Direction
Format everything in the material below, from the line containing "the shrub, locate" down to the line containing "852], [793, 801]]", as a JSON list of strings with one string per line and blank lines omitted.

==*==

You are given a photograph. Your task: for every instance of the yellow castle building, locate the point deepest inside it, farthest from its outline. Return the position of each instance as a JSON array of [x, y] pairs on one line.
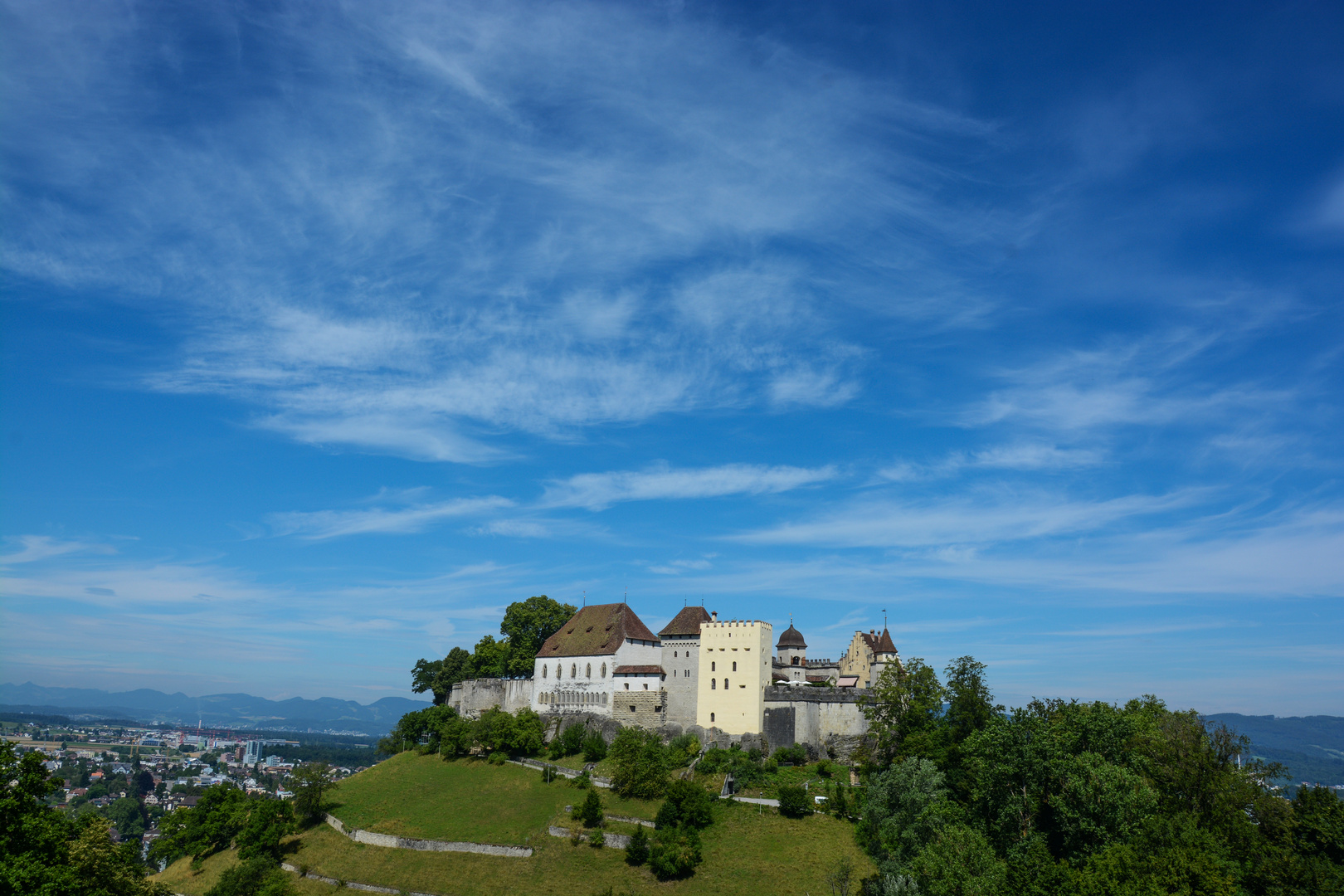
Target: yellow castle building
[[734, 670]]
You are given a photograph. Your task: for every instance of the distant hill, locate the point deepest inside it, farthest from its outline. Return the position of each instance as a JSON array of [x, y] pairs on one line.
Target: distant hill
[[1312, 747], [218, 711]]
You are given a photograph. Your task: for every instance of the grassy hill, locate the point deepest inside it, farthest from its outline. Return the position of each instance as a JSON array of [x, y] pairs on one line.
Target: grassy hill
[[470, 800], [746, 848]]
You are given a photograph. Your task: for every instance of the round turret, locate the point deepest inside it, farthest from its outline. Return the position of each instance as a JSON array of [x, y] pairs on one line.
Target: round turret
[[791, 638]]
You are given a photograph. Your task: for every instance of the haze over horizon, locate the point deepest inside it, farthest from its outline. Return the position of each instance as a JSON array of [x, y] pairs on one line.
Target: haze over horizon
[[331, 331]]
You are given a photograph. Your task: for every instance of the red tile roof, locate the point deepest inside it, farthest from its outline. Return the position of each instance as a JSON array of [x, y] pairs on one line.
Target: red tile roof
[[686, 622], [596, 631], [879, 642]]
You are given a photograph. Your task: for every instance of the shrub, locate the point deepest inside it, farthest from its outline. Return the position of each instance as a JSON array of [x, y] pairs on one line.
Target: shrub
[[494, 730], [590, 813], [687, 804], [569, 742], [311, 782], [268, 822], [683, 748], [594, 747], [253, 878], [675, 853], [641, 763], [637, 852], [793, 801]]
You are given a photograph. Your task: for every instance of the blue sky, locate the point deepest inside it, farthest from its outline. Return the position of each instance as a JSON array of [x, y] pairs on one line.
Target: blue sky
[[332, 329]]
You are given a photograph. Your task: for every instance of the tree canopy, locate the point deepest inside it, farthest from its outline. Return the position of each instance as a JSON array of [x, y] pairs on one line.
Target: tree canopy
[[1079, 800], [526, 626]]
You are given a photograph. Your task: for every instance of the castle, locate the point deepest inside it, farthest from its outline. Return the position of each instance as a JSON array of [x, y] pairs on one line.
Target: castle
[[717, 677]]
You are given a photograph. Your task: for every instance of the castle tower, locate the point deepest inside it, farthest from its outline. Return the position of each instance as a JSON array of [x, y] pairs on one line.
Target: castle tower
[[791, 649], [734, 670], [682, 663]]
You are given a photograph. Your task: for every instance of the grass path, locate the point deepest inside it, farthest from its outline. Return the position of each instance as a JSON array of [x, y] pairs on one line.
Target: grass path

==*==

Solution for this problem
[
  "You are given a photograph. Your task: for every instance of the shrub, locate the point deepest inside it, farthest from its outline. Return the position of each instance as a JSON array of [x, y] pairs on one line.",
  "Target: shrub",
  "[[494, 730], [590, 813], [687, 804], [569, 742], [311, 782], [268, 822], [683, 748], [594, 747], [253, 878], [675, 853], [641, 763], [637, 852], [793, 801]]"
]